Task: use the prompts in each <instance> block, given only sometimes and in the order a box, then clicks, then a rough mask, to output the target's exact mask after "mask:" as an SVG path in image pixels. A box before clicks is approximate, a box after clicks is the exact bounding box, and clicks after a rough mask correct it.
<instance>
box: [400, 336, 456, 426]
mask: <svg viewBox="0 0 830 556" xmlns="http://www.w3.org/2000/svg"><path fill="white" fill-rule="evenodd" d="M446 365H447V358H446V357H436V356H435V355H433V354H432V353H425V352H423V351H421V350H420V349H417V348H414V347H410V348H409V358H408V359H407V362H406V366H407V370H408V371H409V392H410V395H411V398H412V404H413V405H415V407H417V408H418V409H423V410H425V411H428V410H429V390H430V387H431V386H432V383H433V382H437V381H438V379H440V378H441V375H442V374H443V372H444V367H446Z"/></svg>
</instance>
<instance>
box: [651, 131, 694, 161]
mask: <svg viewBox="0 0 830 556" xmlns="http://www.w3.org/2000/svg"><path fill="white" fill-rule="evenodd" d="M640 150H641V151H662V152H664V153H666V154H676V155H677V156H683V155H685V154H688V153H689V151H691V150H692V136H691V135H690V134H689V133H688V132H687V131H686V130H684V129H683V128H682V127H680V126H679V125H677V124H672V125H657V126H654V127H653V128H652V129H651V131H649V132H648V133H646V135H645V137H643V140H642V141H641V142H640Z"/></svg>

_ _ _ _ _ _ _

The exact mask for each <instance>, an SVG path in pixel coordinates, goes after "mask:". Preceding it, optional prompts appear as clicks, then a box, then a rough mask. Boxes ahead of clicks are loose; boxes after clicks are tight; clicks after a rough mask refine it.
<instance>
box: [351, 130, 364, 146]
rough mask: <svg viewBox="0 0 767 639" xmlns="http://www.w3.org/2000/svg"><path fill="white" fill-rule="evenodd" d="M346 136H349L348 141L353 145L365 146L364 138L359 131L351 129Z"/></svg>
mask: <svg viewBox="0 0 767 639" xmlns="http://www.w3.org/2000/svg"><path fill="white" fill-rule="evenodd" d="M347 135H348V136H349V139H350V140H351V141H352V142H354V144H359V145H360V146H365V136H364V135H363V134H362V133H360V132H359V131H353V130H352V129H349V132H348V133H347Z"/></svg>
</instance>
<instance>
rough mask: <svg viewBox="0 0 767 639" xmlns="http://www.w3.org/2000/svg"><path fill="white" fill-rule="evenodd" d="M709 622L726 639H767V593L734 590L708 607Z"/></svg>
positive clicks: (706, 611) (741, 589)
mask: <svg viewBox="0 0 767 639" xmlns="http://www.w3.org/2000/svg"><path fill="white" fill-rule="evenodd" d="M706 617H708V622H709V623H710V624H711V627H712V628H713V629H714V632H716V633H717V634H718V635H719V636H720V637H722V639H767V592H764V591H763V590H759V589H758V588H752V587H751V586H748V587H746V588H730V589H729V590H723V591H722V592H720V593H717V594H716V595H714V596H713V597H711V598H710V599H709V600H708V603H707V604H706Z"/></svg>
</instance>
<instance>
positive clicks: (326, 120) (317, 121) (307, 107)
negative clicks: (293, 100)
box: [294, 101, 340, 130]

_ _ _ _ _ _ _

To do - Give the data from the line with "The exact mask" up to and including the line with "box: [351, 130, 364, 146]" as a Markdown table, with columns Row and Line, and skip blank lines.

Written answer -
| Row | Line |
|---|---|
| 1 | The exact mask for each <instance>, an SVG path in pixel coordinates, goes after "mask:". Preceding it, optional prompts appear as clicks, then a box, then a rough mask. Boxes ahead of clicks are loose; boxes after clicks are tight; clicks after a rough mask refine it. |
| 2 | <instance> |
| 3 | box: [351, 130, 364, 146] |